Série de consignes –
• a. Pouvez-vous réécrire sous forme de liste le paragraphe de l'extrait à lire qui commence par « Les participants de l'Ultra Trail Harricana », en conservant ses faits principaux ?
• b. Quels sont tous les lieux nommés dans l'extrait à lire ? Donnez-les sous forme de liste.

Extrait à lire –
——————
Le Québec est en retard dans le domaine des courses d'ultrafond, ces chevauchées plus longues que le marathon, très populaires en Europe et aux États-Unis. Mais une nouvelle épreuve, disputée samedi dans Charlevoix, promet de combler en partie ce vide.

Les participants de l'Ultra Trail Harricana (UTH) auront du pain sur la planche. Ils devront franchir 65 km de la célèbre traversée de Charlevoix, par monts et par vaux, en semi-autonomie. Ils partiront du Parc national des Hautes-Gorges-de-la-Rivière-Malbaie et finiront au centre de ski du mont Grand-Fonds.

«On s'attend à ce que les plus rapides, l'élite, franchissent la ligne d'arrivée en cinq heures ou moins, prédit l'organisateur, Sébastien Côté. Les coureurs moins rapides pourraient prendre 10 heures.»
——————
Extrait des données –
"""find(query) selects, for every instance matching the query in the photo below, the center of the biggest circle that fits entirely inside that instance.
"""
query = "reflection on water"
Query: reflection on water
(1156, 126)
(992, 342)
——————
Les solutions –
• a.
- Les participants de l'Ultra Trail Harricana (UTH) auront fort à faire.
- Ils parcourront 65 km de la traversée de Charlevoix, par monts et par vaux, en semi-autonomie.
- Départ : Parc national des Hautes-Gorges-de-la-Rivière-Malbaie.
- Arrivée : centre de ski du mont Grand-Fonds.

• b.
- Le Québec
- L'Europe
- Les États-Unis
- Charlevoix
- Le Parc national des Hautes-Gorges-de-la-Rivière-Malbaie
- Le centre de ski du mont Grand-Fonds